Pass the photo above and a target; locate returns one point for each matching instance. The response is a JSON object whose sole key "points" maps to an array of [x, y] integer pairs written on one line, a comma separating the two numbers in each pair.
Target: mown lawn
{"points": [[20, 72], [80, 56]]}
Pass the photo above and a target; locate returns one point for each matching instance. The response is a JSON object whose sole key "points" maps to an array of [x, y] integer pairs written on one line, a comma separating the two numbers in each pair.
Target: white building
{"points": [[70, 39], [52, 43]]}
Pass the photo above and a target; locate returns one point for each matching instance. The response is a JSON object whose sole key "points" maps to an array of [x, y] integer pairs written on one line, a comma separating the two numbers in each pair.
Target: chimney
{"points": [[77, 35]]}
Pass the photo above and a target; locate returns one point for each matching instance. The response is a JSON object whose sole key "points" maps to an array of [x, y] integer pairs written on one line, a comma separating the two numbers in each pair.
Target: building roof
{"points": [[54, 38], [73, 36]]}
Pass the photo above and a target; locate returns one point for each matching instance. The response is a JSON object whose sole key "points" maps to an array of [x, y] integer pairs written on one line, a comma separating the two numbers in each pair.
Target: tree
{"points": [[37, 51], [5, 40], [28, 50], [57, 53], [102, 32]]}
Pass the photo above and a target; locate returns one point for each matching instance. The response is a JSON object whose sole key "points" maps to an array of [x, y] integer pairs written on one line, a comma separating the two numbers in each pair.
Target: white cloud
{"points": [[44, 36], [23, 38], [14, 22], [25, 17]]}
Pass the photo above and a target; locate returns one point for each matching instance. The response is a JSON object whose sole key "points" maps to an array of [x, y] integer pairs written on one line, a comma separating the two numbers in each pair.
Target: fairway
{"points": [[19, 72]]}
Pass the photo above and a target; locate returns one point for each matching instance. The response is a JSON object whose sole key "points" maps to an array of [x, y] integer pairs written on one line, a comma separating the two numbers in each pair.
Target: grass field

───

## Stated goal
Reproduce the records word for word.

## Task result
Pass the photo above and a target; locate returns one point for each matching instance. The response is a JSON object whose sole key "points" maps to an array of [x, y] integer pairs written on one line, a comma separating the two numbers in each pair.
Target: mown lawn
{"points": [[20, 72], [80, 56]]}
Pass the photo above and a target; locate returns one point for each matching instance. The response is a JSON object whose sole key "points" maps to an array of [x, y] integer pairs written on one line, a comma separating the two numbers in each pair.
Target: white building
{"points": [[70, 39], [52, 43]]}
Pass the photo above and a target; locate returns one point for each matching instance. The response is a JSON object whose sole key "points" maps to an array of [x, y] integer pairs written on one line, a comma separating the two numbers in each pair.
Target: chimney
{"points": [[77, 35]]}
Pass the photo above and a target; locate returns one point for each matching instance. The response is a JSON object whose sole key "points" maps to an array of [x, y] integer pairs written on one line, a comma separating the two numbers in each pair.
Target: building roof
{"points": [[54, 38], [73, 36]]}
Pass the photo above and a target; locate returns one point for each matching instance. The response is a JSON object whose sole key "points" maps to an array of [x, y] integer pairs written on one line, a comma separating the two numbers in each pair.
Target: tree
{"points": [[37, 51], [5, 40], [28, 50], [57, 53], [102, 32]]}
Pass the photo above and a target; locate returns one point for each matching instance. The response is a JSON object whose sole key "points" maps to an array of [x, y] integer pairs written on one line, a comma separating the two numbers in each pair.
Target: white cloud
{"points": [[44, 36], [23, 38], [14, 22], [25, 17]]}
Pass the photo above and a target; locate returns one point for each matching instance. The response is a JSON object whose sole key "points" maps to an array of [x, y] integer pairs written on one line, a comma separating the two numbers in each pair.
Target: fairway
{"points": [[19, 72]]}
Pass the photo above and a target; locate returns one point for each matching instance. The response is a JSON object whose sole key "points" maps to an array of [x, y] integer pairs written on one line, a comma separating the two numbers in each pair.
Target: grass field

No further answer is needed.